## Requirement
Transcribe everything in the text-to-speech setup guide below from "Though this project" down to "a lot easier.".

Fast text-to-speech based on NeMo and Talk net, forked from this repo: https://github.com/SortAnon/ControllableTalkNet.
Though this project comes with sample characters, none of that data is in this repo. This project just links to the GDrive ids of various people and projects, largely pones at https://www.kickscondor.com/pony-voice-preservation-project/.
Tools are provided here for creating datasets, as well as a training notebook that should "just work". https://github.com/webaverse/LJSpeechTools
Currently requires python 3.8
First we need to install anaconda. Anaconda is a python environment manager, which lets us create multiple separate virtual environments and install Python packages into them. It works with pip, and will make working with Python a lot easier.
Here's how to install Anacaonda
wget https://repo.anaconda.com/archive/Anaconda3-2022.05-Linux-x86_64.sh
bash Anaconda3-2022.05-Linux-x86_64.sh
# proceed through instructions
source ~/.bashrc # reset the bash terminal
conda # should bring up the conda menu
We will create the environment and install python 3.8 into it
conda create env --name 'voice' python==3.8
Now we need to activate it
conda activate voice
Next we will install some basic dependencies into Linux.
First, update apt
apt update # you will probably need sudo
Next, install these dependencies
apt-get install sox libsndfile1 ffmpeg # you will probably need sudo
Most machine learning stuff uses CUDA, which is a low-level library for interacting with the GPU. The easiest way to solve this is to install cudatoolkit using conda.

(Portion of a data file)
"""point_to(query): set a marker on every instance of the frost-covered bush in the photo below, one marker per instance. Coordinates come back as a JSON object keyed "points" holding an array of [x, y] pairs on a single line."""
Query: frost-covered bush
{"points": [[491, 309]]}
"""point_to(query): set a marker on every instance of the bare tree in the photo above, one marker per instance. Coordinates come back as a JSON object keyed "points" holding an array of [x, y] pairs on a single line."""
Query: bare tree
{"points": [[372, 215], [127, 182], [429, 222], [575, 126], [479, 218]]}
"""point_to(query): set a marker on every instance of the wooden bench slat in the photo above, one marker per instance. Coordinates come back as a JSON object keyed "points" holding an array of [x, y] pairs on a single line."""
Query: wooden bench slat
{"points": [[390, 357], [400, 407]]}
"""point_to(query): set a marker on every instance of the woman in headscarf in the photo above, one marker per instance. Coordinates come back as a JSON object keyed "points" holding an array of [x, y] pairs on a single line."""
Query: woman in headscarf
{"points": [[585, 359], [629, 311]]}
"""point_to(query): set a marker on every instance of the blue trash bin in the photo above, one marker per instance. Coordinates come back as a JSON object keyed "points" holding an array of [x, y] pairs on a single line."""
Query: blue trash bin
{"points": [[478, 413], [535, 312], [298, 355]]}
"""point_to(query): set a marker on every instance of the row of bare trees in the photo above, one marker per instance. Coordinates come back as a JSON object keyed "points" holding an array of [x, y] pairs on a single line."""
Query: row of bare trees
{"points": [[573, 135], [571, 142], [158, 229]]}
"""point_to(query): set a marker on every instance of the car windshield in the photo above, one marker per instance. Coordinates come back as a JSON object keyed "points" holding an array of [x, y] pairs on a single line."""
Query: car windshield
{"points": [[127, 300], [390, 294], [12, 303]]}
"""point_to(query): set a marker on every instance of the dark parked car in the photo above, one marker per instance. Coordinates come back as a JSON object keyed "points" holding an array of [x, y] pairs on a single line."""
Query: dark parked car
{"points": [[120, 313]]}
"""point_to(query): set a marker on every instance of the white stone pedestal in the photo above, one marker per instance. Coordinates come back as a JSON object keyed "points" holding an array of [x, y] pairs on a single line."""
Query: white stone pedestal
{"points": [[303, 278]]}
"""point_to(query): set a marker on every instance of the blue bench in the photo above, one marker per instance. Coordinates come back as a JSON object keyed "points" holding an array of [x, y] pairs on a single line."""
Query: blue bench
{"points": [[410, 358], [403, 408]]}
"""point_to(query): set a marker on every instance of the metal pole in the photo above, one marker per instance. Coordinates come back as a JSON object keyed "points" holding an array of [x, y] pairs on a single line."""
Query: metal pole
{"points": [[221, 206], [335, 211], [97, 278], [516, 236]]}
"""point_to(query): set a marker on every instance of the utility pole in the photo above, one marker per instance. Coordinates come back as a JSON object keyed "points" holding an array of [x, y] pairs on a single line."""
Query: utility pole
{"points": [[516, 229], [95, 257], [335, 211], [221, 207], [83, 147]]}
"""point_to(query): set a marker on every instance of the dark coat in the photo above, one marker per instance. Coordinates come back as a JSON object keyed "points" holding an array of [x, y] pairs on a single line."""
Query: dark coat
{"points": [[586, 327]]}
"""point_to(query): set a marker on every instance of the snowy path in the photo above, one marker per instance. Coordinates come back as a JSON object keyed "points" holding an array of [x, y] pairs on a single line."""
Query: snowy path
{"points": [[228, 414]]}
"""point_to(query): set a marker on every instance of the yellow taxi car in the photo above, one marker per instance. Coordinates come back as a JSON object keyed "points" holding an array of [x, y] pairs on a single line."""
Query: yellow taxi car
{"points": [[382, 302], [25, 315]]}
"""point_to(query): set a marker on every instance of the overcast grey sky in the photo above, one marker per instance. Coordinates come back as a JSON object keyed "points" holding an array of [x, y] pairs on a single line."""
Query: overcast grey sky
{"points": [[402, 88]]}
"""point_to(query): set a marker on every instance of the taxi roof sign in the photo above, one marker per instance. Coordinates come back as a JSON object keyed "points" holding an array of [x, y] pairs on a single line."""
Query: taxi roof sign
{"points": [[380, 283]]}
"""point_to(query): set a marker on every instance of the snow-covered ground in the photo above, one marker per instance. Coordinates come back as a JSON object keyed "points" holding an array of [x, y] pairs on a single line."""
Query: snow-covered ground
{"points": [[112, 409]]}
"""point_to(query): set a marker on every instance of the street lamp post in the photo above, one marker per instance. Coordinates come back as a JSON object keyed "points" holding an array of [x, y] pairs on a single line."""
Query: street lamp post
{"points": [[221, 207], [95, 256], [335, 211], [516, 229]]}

## Task output
Though this project comes with sample characters, none of that data is in this repo. This project just links to the GDrive ids of various people and projects, largely pones at https://www.kickscondor.com/pony-voice-preservation-project/.
Tools are provided here for creating datasets, as well as a training notebook that should "just work". https://github.com/webaverse/LJSpeechTools
Currently requires python 3.8
First we need to install anaconda. Anaconda is a python environment manager, which lets us create multiple separate virtual environments and install Python packages into them. It works with pip, and will make working with Python a lot easier.